══ Listed entries ══

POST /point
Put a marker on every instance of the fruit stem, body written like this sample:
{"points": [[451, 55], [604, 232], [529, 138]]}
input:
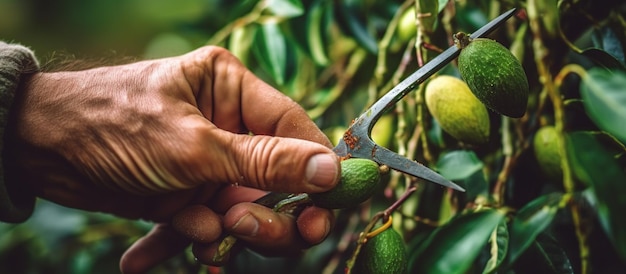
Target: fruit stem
{"points": [[461, 39], [387, 212], [385, 215], [552, 86]]}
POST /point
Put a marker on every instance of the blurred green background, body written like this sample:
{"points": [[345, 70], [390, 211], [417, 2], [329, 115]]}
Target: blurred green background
{"points": [[102, 28]]}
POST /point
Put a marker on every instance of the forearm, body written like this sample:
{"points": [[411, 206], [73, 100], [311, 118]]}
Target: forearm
{"points": [[16, 62]]}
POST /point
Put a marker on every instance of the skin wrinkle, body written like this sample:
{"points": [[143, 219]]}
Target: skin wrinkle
{"points": [[161, 124]]}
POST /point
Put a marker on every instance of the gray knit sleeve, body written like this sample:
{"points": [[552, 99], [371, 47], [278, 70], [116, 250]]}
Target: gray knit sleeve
{"points": [[15, 61]]}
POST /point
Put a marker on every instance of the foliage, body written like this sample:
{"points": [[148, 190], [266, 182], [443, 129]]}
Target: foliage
{"points": [[337, 57]]}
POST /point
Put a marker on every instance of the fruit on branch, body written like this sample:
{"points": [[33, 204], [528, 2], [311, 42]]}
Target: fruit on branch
{"points": [[493, 74], [359, 179], [385, 253], [457, 110]]}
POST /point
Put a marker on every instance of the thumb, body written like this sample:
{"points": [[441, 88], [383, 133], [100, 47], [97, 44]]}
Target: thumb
{"points": [[283, 164]]}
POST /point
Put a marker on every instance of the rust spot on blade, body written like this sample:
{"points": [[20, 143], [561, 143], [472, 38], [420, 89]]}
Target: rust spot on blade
{"points": [[350, 139]]}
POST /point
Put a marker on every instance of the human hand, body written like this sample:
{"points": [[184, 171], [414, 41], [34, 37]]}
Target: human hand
{"points": [[148, 139]]}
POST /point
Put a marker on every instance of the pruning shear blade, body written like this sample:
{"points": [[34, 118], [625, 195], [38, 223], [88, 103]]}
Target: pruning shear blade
{"points": [[356, 141]]}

═══

> _What is needed_: How many lines in the listing above contain the string "forearm"? Case counts, and your reply should be only the number.

> _Task answer_: 2